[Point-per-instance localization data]
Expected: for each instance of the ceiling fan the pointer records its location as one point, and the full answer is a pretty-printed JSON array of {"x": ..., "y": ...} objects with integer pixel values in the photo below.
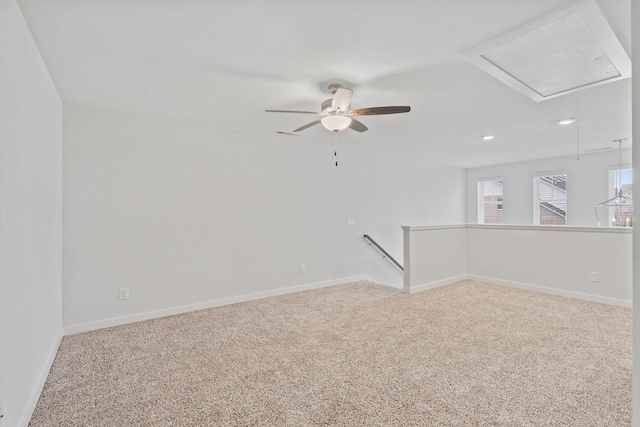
[{"x": 338, "y": 114}]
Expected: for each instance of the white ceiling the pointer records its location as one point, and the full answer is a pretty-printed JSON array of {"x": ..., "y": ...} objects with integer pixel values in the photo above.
[{"x": 224, "y": 62}]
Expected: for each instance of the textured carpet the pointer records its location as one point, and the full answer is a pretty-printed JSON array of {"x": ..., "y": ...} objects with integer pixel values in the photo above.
[{"x": 466, "y": 354}]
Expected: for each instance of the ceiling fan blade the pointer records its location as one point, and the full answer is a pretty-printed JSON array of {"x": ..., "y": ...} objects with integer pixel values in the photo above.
[
  {"x": 359, "y": 126},
  {"x": 342, "y": 99},
  {"x": 308, "y": 125},
  {"x": 291, "y": 111},
  {"x": 372, "y": 111}
]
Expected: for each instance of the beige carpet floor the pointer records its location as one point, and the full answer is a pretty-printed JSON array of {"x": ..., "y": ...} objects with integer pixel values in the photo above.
[{"x": 466, "y": 354}]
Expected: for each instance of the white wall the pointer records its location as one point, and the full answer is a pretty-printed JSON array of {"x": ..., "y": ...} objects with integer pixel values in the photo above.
[
  {"x": 540, "y": 258},
  {"x": 30, "y": 215},
  {"x": 635, "y": 33},
  {"x": 557, "y": 260},
  {"x": 587, "y": 185},
  {"x": 183, "y": 214},
  {"x": 434, "y": 256}
]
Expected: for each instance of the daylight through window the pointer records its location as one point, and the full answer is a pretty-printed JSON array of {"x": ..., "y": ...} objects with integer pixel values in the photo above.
[{"x": 550, "y": 200}]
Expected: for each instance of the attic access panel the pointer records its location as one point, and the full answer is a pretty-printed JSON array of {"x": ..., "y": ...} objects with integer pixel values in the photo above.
[{"x": 555, "y": 55}]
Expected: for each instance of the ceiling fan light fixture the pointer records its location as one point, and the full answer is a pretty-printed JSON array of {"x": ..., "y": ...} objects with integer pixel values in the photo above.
[{"x": 336, "y": 123}]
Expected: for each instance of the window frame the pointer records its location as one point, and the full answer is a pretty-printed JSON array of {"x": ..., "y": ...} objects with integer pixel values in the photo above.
[
  {"x": 480, "y": 203},
  {"x": 535, "y": 179}
]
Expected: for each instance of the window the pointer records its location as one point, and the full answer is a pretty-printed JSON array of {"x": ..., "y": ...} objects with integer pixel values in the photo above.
[
  {"x": 490, "y": 202},
  {"x": 550, "y": 199},
  {"x": 620, "y": 210}
]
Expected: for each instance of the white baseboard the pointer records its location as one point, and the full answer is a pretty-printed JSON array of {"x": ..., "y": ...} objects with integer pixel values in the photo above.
[
  {"x": 431, "y": 285},
  {"x": 553, "y": 291},
  {"x": 42, "y": 378},
  {"x": 116, "y": 321}
]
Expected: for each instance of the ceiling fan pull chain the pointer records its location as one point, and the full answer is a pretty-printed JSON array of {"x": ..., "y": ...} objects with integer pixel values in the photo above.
[{"x": 335, "y": 145}]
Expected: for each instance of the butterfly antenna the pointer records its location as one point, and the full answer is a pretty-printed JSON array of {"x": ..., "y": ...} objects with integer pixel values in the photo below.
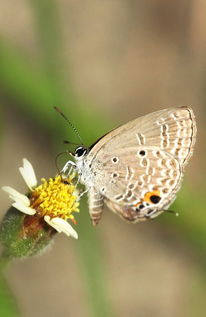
[
  {"x": 71, "y": 125},
  {"x": 56, "y": 160}
]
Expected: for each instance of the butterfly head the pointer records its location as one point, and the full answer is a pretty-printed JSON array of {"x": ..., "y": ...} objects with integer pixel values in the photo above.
[{"x": 80, "y": 152}]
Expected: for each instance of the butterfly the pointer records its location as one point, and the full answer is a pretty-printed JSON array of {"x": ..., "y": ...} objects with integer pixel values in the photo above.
[{"x": 137, "y": 168}]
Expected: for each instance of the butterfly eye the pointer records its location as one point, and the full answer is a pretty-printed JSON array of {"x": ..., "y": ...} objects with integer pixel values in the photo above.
[{"x": 80, "y": 151}]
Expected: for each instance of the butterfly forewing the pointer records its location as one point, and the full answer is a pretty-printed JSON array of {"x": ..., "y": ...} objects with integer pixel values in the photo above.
[{"x": 144, "y": 158}]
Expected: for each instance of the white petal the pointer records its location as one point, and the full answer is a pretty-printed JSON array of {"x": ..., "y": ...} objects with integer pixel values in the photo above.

# Your assignment
Write out every entry above exactly as it stands, minus the pictures.

# The completed task
Expected: for each instance of the ceiling fan the pointer records its location as one point, and the full answer is a pretty-printed JSON array of {"x": ..., "y": ...} objects with integer pixel values in the photo below.
[{"x": 338, "y": 114}]
Expected: for each instance of the white ceiling the pointer records its location as one point, and the full answer is a pretty-printed JSON array of {"x": ..., "y": ...} objects with integer pixel values in the photo above.
[{"x": 224, "y": 62}]
Expected: for each instance of the textured carpet the pointer records its location as one point, and the full answer is a pretty-printed JSON array of {"x": ..., "y": ...} objects with integer pixel values in the photo above.
[{"x": 466, "y": 354}]
Expected: for each instance of the ceiling fan blade the pointer records its location as one point, and the full answer is a pretty-printed JSON array of {"x": ..., "y": ...} objects with integer pixel values in the photo above.
[
  {"x": 359, "y": 126},
  {"x": 342, "y": 99},
  {"x": 308, "y": 125},
  {"x": 291, "y": 111},
  {"x": 372, "y": 111}
]
Expected: for each instance of the beige carpet floor the pointer records its location as one point, and the full answer is a pretty-printed JSON array of {"x": ..., "y": ...} objects with integer pixel values in the photo above.
[{"x": 466, "y": 354}]
Expected: for each instance of the white wall the pointer records its location as one point, and the full answer is a pretty-printed JSON array of {"x": ..., "y": ...} objects with integer pixel values in the photo above.
[
  {"x": 540, "y": 258},
  {"x": 30, "y": 215},
  {"x": 635, "y": 33},
  {"x": 557, "y": 260},
  {"x": 587, "y": 185},
  {"x": 183, "y": 214},
  {"x": 434, "y": 256}
]
Expected: for each instance of the daylight through window the pointer records its location as one point, and the full answer is a pretty-printed JSON array of {"x": ..., "y": ...} objects with integer pixel values in the photo above.
[{"x": 550, "y": 200}]
Expected: for each instance of the attic access panel the pointer records its location as one point, and the full answer is a pretty-printed JSON array of {"x": ..., "y": ...} objects with integer pixel values in the photo above.
[{"x": 555, "y": 55}]
Expected: for each instance of the ceiling fan light fixture the pointer records its location as one point, and the full answer is a pretty-printed JSON array of {"x": ..., "y": ...} objects with integer pixel values in the photo above.
[{"x": 336, "y": 123}]
Expected: for each instance of the window frame the pointer records its location as one point, and the full answer is a pretty-printed JSON array of {"x": ..., "y": ...} objects with integer pixel values in the photo above.
[
  {"x": 480, "y": 203},
  {"x": 535, "y": 179}
]
Expected: for each instance of the window the pointer records its location as one point, and the full answer is a pretty-printed JSON array of {"x": ..., "y": ...} objects with integer pixel values in the photo above.
[
  {"x": 490, "y": 202},
  {"x": 550, "y": 199},
  {"x": 620, "y": 210}
]
Expected: for each instance of the white baseboard the pointer records its location as one point, and the full answer is a pretty-printed JSON array of {"x": ..., "y": ...} objects with integer pixel values in the photo above.
[
  {"x": 431, "y": 285},
  {"x": 553, "y": 291},
  {"x": 42, "y": 378},
  {"x": 116, "y": 321}
]
Expected: for each instance of the ceiling fan pull chain the pointer records its location as one point, and the full answer is a pretty-printed JSON array of {"x": ..., "y": ...} objects with integer pixel values in the photo above.
[{"x": 335, "y": 145}]
Expected: for each instance of the butterfly antenna the pointer records its location as one point, and the full answer is a pretty-printed JSON array of {"x": ..., "y": ...} objects with integer pixel values in the photo below.
[
  {"x": 71, "y": 125},
  {"x": 56, "y": 160}
]
Expected: for each instance of the butterfly head the pointer records its location as one point, and the full answer is a pretty-printed JSON array of {"x": ..., "y": ...} objects with integer pixel values in the photo above.
[{"x": 80, "y": 152}]
Expected: for each instance of the butterfly the pointer records its location as one point, and the full answer is a pretty-printed JSON array of {"x": ..., "y": ...} objects with integer pixel values in the photo above.
[{"x": 137, "y": 168}]
Expected: for each instance of the butterfly eye the pointer records its location as one point, and the full answer is a pretty-printed JSON array of {"x": ..., "y": ...} objects with integer pixel values in the photo above.
[{"x": 80, "y": 151}]
Expected: for each instance of the butterfly forewing the pointer records its location as one point, and the full answer is a pretty-printed JSON array of {"x": ..., "y": ...} objects with integer pixel values in the photo above.
[{"x": 144, "y": 158}]
Expected: for each instance of the white petal the pointer records its location as one point, and the full answer is a pretty-printed JSON array of {"x": ..., "y": ...} objects with integer pixel values in the photo above.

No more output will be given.